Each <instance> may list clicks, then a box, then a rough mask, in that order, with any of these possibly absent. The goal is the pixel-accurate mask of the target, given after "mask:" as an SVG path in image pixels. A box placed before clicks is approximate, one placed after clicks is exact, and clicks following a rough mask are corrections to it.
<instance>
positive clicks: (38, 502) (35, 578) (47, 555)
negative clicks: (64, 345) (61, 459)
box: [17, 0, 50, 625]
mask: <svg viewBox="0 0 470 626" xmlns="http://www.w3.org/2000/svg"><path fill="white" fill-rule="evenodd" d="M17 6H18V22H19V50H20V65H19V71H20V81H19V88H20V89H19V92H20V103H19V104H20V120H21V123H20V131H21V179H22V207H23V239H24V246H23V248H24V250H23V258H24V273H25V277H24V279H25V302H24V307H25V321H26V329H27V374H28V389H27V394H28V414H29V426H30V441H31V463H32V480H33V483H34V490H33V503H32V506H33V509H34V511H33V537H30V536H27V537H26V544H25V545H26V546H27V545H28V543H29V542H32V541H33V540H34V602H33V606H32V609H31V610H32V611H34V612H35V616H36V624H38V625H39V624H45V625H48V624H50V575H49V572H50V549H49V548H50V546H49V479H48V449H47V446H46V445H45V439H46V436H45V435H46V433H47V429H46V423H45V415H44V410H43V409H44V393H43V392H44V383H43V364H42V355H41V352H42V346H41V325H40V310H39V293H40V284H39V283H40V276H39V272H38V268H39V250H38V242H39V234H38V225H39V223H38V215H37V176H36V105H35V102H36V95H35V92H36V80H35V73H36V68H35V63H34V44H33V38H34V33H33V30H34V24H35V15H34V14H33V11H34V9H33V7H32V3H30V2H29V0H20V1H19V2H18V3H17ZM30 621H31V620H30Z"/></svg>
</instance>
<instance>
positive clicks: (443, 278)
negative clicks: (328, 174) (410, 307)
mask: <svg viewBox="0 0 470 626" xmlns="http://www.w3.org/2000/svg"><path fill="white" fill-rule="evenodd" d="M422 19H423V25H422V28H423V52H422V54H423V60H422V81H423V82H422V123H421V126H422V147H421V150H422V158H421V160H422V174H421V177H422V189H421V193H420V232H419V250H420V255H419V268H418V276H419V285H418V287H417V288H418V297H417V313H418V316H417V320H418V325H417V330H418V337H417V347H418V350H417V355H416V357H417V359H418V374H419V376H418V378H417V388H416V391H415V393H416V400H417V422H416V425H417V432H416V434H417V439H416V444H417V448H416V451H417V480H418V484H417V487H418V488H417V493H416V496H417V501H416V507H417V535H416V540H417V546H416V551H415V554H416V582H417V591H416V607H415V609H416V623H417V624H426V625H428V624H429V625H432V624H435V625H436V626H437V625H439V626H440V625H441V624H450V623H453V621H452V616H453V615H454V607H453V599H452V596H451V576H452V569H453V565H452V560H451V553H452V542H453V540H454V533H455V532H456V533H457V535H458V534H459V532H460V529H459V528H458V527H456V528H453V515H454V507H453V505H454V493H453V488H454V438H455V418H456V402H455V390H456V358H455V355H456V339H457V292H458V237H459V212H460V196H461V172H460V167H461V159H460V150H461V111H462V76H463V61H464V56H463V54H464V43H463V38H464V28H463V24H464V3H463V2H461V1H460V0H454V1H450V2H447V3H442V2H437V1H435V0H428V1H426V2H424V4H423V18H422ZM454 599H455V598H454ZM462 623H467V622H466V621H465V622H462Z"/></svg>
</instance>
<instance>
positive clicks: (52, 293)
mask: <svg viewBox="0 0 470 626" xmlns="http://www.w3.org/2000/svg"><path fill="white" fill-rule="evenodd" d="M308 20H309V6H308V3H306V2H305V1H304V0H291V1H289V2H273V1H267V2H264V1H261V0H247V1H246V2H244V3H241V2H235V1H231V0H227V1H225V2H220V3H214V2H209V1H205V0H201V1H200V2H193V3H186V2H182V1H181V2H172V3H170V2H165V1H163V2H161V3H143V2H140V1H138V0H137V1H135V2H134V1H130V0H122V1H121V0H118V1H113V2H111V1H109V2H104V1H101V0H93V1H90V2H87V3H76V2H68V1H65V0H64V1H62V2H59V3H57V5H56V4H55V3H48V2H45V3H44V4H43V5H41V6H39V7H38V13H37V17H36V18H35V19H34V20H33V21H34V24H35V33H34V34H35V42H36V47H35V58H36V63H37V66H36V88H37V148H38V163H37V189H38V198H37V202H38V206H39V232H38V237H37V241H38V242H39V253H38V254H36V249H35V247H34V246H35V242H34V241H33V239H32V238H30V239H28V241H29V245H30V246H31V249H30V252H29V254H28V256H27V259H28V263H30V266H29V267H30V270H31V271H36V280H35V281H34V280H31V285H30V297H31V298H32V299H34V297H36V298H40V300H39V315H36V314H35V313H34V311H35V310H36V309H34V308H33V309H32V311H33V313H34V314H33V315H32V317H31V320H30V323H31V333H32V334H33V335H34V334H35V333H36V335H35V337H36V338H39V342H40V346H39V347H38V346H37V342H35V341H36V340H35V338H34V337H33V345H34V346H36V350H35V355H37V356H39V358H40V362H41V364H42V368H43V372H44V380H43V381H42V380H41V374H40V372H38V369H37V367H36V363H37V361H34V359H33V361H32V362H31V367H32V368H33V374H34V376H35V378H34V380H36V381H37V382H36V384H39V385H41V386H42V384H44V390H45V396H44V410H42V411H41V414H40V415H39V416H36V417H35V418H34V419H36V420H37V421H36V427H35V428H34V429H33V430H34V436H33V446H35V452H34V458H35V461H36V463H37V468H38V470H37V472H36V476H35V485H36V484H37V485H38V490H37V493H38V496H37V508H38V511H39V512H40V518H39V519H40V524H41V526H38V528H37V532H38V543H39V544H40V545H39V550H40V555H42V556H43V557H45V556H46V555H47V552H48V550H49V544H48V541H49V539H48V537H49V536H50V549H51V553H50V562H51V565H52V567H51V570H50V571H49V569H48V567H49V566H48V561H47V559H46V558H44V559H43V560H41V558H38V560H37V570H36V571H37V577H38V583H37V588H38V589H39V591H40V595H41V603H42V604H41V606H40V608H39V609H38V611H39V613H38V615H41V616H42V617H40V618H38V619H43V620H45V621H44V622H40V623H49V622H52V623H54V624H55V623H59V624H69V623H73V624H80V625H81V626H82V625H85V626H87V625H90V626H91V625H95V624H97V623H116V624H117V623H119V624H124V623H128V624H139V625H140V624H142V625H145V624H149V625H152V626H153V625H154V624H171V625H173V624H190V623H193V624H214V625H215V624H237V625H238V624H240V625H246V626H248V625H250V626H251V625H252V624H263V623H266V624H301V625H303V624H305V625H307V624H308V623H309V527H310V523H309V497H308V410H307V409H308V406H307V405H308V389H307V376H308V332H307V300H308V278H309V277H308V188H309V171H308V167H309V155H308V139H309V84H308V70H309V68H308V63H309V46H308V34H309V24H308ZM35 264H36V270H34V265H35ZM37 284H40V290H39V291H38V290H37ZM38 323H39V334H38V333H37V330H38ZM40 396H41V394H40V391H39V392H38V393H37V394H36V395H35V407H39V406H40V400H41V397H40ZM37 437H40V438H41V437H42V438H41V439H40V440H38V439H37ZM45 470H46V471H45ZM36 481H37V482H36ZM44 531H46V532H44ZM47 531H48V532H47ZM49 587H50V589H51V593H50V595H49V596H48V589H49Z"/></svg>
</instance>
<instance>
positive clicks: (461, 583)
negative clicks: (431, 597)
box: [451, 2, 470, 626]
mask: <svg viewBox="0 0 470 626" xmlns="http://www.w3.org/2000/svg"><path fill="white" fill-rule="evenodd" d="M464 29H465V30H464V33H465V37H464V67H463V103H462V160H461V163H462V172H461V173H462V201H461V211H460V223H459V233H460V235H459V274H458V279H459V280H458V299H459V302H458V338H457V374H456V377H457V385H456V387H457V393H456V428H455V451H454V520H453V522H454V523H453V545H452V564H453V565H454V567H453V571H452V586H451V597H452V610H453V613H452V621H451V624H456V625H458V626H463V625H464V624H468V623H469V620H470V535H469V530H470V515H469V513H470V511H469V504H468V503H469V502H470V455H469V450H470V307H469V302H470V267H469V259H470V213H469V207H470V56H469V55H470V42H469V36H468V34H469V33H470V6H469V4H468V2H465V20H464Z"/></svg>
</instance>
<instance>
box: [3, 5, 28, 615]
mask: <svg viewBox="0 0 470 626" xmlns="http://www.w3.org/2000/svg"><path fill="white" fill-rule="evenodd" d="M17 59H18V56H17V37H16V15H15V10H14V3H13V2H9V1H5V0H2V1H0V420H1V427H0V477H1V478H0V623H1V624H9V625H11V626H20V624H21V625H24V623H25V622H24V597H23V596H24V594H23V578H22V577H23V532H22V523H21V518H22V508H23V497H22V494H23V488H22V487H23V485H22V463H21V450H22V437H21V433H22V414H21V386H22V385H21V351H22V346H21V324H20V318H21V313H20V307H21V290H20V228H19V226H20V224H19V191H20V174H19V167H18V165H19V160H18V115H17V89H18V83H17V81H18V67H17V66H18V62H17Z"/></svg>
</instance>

-*-*-

The task:
Retype the line containing "box: [3, 5, 28, 615]" and all the lines after it, ending with the final line of the material, exactly.

Answer space:
box: [3, 5, 28, 615]
mask: <svg viewBox="0 0 470 626" xmlns="http://www.w3.org/2000/svg"><path fill="white" fill-rule="evenodd" d="M17 59H18V56H17V37H16V15H15V10H14V3H13V2H9V1H5V0H2V1H0V420H1V427H0V477H1V478H0V623H1V624H9V625H11V626H20V624H21V625H24V623H25V622H24V597H23V596H24V594H23V578H22V577H23V532H22V523H21V518H22V508H23V497H22V494H23V488H22V487H23V485H22V463H21V450H22V437H21V433H22V414H21V386H22V385H21V351H22V346H21V324H20V318H21V313H20V307H21V290H20V228H19V226H20V224H19V191H20V174H19V167H18V165H19V160H18V115H17V89H18V83H17V81H18V67H17V66H18V62H17Z"/></svg>
</instance>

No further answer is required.